-- Opening Marker --

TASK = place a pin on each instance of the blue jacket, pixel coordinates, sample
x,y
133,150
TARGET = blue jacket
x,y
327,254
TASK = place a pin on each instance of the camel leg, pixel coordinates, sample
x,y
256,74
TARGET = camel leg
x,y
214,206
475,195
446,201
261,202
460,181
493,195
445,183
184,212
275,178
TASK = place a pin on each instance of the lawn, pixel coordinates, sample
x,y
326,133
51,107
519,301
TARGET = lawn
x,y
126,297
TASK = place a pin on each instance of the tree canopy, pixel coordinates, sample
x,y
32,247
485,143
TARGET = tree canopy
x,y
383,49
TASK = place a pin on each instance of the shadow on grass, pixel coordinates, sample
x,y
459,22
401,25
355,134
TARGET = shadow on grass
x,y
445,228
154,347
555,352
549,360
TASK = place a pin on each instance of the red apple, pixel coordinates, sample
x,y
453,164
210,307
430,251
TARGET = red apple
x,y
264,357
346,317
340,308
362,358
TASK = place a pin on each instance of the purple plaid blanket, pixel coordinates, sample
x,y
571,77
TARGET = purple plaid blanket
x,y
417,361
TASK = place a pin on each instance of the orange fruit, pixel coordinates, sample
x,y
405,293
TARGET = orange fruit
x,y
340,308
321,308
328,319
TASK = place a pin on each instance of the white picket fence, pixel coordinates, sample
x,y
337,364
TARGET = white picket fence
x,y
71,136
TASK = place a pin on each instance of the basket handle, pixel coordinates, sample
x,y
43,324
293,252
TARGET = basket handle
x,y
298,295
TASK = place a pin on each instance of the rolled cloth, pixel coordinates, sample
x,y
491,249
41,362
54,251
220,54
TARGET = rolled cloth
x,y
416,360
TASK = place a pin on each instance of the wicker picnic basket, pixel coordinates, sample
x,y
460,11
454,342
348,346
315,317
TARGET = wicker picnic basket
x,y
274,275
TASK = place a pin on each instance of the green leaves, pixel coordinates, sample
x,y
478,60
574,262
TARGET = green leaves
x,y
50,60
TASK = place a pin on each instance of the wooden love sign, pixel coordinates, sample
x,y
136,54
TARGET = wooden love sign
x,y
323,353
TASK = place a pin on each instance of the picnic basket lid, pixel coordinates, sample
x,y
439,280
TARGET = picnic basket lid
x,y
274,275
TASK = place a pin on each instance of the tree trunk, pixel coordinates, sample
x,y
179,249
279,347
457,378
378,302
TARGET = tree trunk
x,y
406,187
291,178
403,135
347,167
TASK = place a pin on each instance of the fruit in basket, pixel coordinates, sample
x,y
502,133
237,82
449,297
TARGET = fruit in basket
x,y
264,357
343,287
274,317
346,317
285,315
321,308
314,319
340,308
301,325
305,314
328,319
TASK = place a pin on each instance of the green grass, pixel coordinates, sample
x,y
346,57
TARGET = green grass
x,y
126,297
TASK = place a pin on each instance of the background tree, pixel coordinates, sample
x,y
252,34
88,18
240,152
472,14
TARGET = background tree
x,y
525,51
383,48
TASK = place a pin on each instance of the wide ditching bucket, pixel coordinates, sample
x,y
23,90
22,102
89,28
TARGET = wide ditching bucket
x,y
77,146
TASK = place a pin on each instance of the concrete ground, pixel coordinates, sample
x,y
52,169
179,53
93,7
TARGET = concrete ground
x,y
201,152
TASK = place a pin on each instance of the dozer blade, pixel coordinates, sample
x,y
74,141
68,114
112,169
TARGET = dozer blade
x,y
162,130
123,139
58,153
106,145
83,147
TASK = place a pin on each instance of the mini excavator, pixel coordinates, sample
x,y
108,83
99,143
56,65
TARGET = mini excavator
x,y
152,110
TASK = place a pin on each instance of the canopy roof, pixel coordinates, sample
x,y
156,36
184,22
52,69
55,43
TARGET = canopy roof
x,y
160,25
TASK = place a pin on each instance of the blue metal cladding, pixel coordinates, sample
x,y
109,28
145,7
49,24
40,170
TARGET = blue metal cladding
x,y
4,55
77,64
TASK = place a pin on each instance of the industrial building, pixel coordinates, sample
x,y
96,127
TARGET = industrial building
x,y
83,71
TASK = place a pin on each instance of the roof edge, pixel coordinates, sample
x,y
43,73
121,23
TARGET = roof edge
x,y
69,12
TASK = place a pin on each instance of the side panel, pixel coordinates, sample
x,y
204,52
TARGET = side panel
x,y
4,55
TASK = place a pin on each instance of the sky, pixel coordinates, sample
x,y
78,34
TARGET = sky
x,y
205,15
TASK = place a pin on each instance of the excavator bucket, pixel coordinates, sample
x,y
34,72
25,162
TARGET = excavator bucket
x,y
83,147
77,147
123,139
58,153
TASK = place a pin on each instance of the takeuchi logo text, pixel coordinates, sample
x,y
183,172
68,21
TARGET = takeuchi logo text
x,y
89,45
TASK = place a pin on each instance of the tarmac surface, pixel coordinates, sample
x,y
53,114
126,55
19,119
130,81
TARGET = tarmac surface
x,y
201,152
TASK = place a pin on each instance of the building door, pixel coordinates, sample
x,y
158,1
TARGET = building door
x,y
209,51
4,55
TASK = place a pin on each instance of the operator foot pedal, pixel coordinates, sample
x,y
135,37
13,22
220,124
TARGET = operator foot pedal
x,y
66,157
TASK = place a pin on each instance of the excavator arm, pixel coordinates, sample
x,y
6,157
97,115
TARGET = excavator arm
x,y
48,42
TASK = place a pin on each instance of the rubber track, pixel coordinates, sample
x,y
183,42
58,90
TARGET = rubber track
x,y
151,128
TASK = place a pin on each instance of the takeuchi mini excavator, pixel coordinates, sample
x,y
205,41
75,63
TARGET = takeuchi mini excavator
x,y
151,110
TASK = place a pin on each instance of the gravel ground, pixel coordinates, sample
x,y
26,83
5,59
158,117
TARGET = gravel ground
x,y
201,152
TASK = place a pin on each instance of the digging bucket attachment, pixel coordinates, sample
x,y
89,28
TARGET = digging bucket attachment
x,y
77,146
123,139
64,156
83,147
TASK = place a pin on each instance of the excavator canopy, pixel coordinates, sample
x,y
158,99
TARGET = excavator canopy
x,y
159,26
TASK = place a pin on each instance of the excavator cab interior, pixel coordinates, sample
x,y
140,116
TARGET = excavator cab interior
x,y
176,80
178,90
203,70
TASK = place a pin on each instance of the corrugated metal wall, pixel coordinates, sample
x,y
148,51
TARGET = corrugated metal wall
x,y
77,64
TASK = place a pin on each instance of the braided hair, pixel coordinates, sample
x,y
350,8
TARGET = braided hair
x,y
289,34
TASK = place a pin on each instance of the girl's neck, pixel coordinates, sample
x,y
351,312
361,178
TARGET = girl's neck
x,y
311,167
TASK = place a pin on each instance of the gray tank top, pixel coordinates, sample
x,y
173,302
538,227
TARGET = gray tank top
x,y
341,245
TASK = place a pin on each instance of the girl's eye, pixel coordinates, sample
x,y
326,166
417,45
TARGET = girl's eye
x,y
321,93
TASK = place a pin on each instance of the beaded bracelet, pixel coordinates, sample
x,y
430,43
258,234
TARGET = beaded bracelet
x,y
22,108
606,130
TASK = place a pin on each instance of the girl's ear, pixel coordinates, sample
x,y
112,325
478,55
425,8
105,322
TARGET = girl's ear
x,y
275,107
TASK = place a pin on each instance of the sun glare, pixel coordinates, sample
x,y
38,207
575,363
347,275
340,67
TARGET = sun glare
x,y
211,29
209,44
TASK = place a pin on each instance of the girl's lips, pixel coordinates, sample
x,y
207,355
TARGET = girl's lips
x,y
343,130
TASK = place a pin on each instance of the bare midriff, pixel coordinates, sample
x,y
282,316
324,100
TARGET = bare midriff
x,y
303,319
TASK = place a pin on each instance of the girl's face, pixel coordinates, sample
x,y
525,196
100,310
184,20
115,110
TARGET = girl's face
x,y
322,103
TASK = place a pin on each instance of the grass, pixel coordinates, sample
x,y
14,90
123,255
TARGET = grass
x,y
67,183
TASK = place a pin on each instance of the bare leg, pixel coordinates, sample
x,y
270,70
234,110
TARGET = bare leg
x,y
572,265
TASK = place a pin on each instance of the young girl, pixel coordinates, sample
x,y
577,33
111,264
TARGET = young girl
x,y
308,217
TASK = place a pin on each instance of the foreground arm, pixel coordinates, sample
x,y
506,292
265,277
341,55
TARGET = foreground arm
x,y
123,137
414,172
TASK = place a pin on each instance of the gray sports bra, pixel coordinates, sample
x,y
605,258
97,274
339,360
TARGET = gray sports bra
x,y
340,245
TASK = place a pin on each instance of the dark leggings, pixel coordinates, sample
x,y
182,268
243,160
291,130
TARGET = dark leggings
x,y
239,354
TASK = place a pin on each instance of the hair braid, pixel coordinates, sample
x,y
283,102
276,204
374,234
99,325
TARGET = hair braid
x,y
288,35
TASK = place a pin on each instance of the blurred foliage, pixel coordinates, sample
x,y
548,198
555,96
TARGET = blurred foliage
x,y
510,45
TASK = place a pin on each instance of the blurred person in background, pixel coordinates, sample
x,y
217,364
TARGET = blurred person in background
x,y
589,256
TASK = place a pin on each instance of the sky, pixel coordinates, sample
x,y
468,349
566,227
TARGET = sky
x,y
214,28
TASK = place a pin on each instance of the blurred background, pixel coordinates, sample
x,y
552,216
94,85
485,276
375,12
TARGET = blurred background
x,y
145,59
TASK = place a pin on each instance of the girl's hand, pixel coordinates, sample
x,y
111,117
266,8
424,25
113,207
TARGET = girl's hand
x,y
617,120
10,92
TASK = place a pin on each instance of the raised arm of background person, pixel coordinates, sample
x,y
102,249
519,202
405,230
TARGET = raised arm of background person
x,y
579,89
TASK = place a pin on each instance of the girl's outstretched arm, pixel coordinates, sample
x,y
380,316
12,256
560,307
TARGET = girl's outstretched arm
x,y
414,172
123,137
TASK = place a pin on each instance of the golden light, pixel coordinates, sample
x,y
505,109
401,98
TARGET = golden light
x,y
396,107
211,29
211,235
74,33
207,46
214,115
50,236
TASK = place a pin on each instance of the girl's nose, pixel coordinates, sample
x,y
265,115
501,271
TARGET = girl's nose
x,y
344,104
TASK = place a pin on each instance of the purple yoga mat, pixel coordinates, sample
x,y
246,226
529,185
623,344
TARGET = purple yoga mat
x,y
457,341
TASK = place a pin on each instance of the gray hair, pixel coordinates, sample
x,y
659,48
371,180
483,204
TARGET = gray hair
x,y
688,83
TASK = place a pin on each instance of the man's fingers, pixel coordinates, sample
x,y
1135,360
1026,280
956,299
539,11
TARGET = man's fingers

-- Closing Marker --

* [BRIEF] Whenever a line above includes the string "fingers", copy it.

* [YOUR SOLUTION]
TASK = place a pin on each instance of the man's fingers, pixel coordinates, sample
TARGET = man's fingers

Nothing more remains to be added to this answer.